Your instructions – Please write out the data exactly, line by line.

(Point localization data)
-- Opening Marker --

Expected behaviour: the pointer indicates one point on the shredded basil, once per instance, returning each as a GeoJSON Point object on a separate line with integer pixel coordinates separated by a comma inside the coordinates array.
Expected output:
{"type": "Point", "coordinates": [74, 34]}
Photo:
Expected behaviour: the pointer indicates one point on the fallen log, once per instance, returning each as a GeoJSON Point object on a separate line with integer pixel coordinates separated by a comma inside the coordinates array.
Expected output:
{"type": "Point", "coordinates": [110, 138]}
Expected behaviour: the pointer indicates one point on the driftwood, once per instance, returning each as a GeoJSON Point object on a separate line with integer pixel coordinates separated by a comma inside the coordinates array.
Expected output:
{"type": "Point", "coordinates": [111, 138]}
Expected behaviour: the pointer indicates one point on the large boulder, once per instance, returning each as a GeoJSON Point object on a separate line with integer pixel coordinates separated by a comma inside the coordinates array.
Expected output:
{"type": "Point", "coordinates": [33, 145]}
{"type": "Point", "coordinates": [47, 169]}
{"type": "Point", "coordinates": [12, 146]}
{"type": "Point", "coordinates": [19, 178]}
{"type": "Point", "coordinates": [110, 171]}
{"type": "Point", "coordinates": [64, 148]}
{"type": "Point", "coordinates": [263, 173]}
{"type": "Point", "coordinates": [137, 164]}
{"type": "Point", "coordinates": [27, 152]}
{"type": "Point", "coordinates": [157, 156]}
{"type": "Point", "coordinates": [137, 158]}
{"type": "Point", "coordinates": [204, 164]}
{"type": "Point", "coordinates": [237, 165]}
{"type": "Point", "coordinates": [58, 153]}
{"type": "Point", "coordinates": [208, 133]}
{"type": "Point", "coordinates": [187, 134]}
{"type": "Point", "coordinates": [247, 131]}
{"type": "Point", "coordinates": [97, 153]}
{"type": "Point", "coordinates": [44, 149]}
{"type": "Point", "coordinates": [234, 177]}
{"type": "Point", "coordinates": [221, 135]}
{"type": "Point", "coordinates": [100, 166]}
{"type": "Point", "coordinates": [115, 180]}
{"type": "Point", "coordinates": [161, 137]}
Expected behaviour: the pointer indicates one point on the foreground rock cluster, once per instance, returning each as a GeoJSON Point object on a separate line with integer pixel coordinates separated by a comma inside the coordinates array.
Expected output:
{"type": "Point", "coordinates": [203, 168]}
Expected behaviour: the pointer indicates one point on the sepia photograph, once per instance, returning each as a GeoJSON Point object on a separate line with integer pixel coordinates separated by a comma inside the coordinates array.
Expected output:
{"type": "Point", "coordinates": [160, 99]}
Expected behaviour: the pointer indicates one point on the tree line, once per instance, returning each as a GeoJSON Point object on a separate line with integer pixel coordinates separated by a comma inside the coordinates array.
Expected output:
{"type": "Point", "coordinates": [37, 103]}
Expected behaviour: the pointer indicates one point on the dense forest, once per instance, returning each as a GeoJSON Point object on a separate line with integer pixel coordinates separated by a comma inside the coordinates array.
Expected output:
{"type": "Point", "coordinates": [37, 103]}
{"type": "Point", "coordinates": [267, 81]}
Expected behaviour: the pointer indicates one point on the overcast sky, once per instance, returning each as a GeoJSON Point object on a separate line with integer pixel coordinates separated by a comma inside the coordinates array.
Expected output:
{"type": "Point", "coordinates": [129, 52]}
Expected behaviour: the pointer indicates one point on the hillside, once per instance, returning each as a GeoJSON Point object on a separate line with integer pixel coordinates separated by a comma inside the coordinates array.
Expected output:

-- Closing Marker --

Written answer –
Expected behaviour: the pointer indicates one point on the shredded basil, once per instance, returning each as a GeoJSON Point object on a separate line with integer pixel coordinates separated by a comma inside the coordinates array.
Expected output:
{"type": "Point", "coordinates": [74, 34]}
Photo:
Expected behaviour: the pointer indicates one point on the fallen log, once per instance, returning each as a GeoJSON Point object on a separate line with integer pixel coordinates separated by a comma inside the coordinates array.
Expected output:
{"type": "Point", "coordinates": [110, 138]}
Expected behaviour: the pointer indicates one point on the driftwood, once per instance, returning each as a GeoJSON Point object on a separate line with integer pixel coordinates separated by a comma inside the coordinates array.
Expected output:
{"type": "Point", "coordinates": [111, 138]}
Expected behaviour: the pointer indicates one point on the large boulder, once per instance, returning each as a GeoJSON Point object on a separate line with integer pixel coordinates separated by a comma inside the coordinates array.
Expected output:
{"type": "Point", "coordinates": [33, 145]}
{"type": "Point", "coordinates": [47, 169]}
{"type": "Point", "coordinates": [12, 146]}
{"type": "Point", "coordinates": [19, 178]}
{"type": "Point", "coordinates": [110, 171]}
{"type": "Point", "coordinates": [64, 148]}
{"type": "Point", "coordinates": [263, 173]}
{"type": "Point", "coordinates": [137, 164]}
{"type": "Point", "coordinates": [27, 152]}
{"type": "Point", "coordinates": [157, 156]}
{"type": "Point", "coordinates": [137, 158]}
{"type": "Point", "coordinates": [204, 164]}
{"type": "Point", "coordinates": [237, 165]}
{"type": "Point", "coordinates": [58, 153]}
{"type": "Point", "coordinates": [208, 133]}
{"type": "Point", "coordinates": [187, 134]}
{"type": "Point", "coordinates": [247, 131]}
{"type": "Point", "coordinates": [97, 153]}
{"type": "Point", "coordinates": [44, 149]}
{"type": "Point", "coordinates": [234, 177]}
{"type": "Point", "coordinates": [221, 135]}
{"type": "Point", "coordinates": [100, 166]}
{"type": "Point", "coordinates": [115, 180]}
{"type": "Point", "coordinates": [161, 137]}
Expected behaviour: the pointer indicates one point on the foreground rock cluster, once per instance, returning each as a GeoJSON Point object on a separate line with integer pixel coordinates separated by a comma inside the coordinates array.
Expected output:
{"type": "Point", "coordinates": [203, 168]}
Expected behaviour: the pointer indicates one point on the sepia photograph, once per instance, returning each as a GeoJSON Point object on a separate line with integer pixel coordinates separated by a comma inside the coordinates array.
Expected output:
{"type": "Point", "coordinates": [160, 99]}
Expected behaviour: the pointer indicates one point on the tree line, once per instance, returning each as a GeoJSON Point object on a separate line with integer pixel coordinates separated by a comma inside the coordinates array.
Expected output:
{"type": "Point", "coordinates": [37, 103]}
Expected behaviour: the pointer indicates one point on the dense forest, once per instance, returning each as a GeoJSON Point object on a separate line with integer pixel coordinates separated by a comma inside the coordinates array.
Expected output:
{"type": "Point", "coordinates": [37, 103]}
{"type": "Point", "coordinates": [267, 81]}
Expected behaviour: the pointer indicates one point on the overcast sky, once per instance, returning each as a GeoJSON Point object on a separate line with integer pixel coordinates separated by a comma inside the coordinates array.
Expected output:
{"type": "Point", "coordinates": [129, 52]}
Expected behaviour: the pointer indicates one point on the hillside, once per instance, returning each as a GeoJSON Point object on a separate line with integer pixel coordinates separated by a comma inside the coordinates array.
Expected output:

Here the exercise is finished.